### PASSAGE SHOWN
Home » Interviews »Investor's Chair » Currently Reading:

HIStalk Interviews Grahame Grieve, FHIR Architect and Interoperability Consultant

March 25, 2019 Interviews, Investor's Chair No Comments

Grahame Grieve is a principal with Health Intersections of Melbourne, Australia and was the architect-developer of HL7’s Fast Healthcare Interoperability Resources (FHIR, pronounced “fire”) specification that allows EHRs to exchange information.

image

Was it weird to see FHIR as the only universal topic of HIMSS19?

Not so much weird. Obviously it was gratifying for us to see the community investment that so many people have made becoming justified. It’s definitely worth saying that we really value HIMSS’s active participation in driving the conference in that direction. There was an organicness to the fact that FHIR became the big issue given the way the industry overall is, but HIMSS definitely actively drove that and that was an important part of the picture. I thank Hal for pushing that.

### COLLECTED MATERIAL
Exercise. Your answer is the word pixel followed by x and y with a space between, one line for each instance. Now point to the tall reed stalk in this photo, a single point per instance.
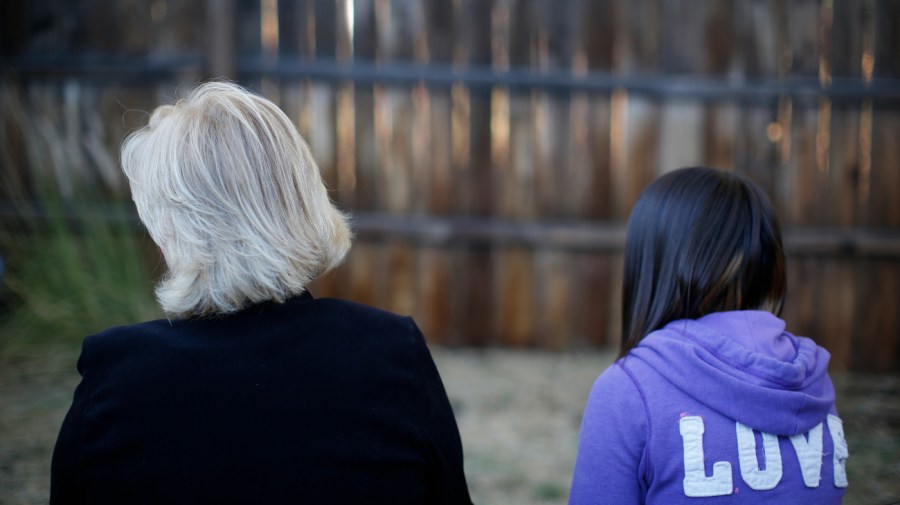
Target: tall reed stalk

### TASK GOAL
Copy the Grahame Grieve interview above word for word, from its first line through its last sentence.

### SOLUTION TO THIS PROBLEM
Home » Interviews »Investor's Chair » Currently Reading:

HIStalk Interviews Grahame Grieve, FHIR Architect and Interoperability Consultant

March 25, 2019 Interviews, Investor's Chair No Comments

Grahame Grieve is a principal with Health Intersections of Melbourne, Australia and was the architect-developer of HL7’s Fast Healthcare Interoperability Resources (FHIR, pronounced “fire”) specification that allows EHRs to exchange information.

image

Was it weird to see FHIR as the only universal topic of HIMSS19?

Not so much weird. Obviously it was gratifying for us to see the community investment that so many people have made becoming justified. It’s definitely worth saying that we really value HIMSS’s active participation in driving the conference in that direction. There was an organicness to the fact that FHIR became the big issue given the way the industry overall is, but HIMSS definitely actively drove that and that was an important part of the picture. I thank Hal for pushing that.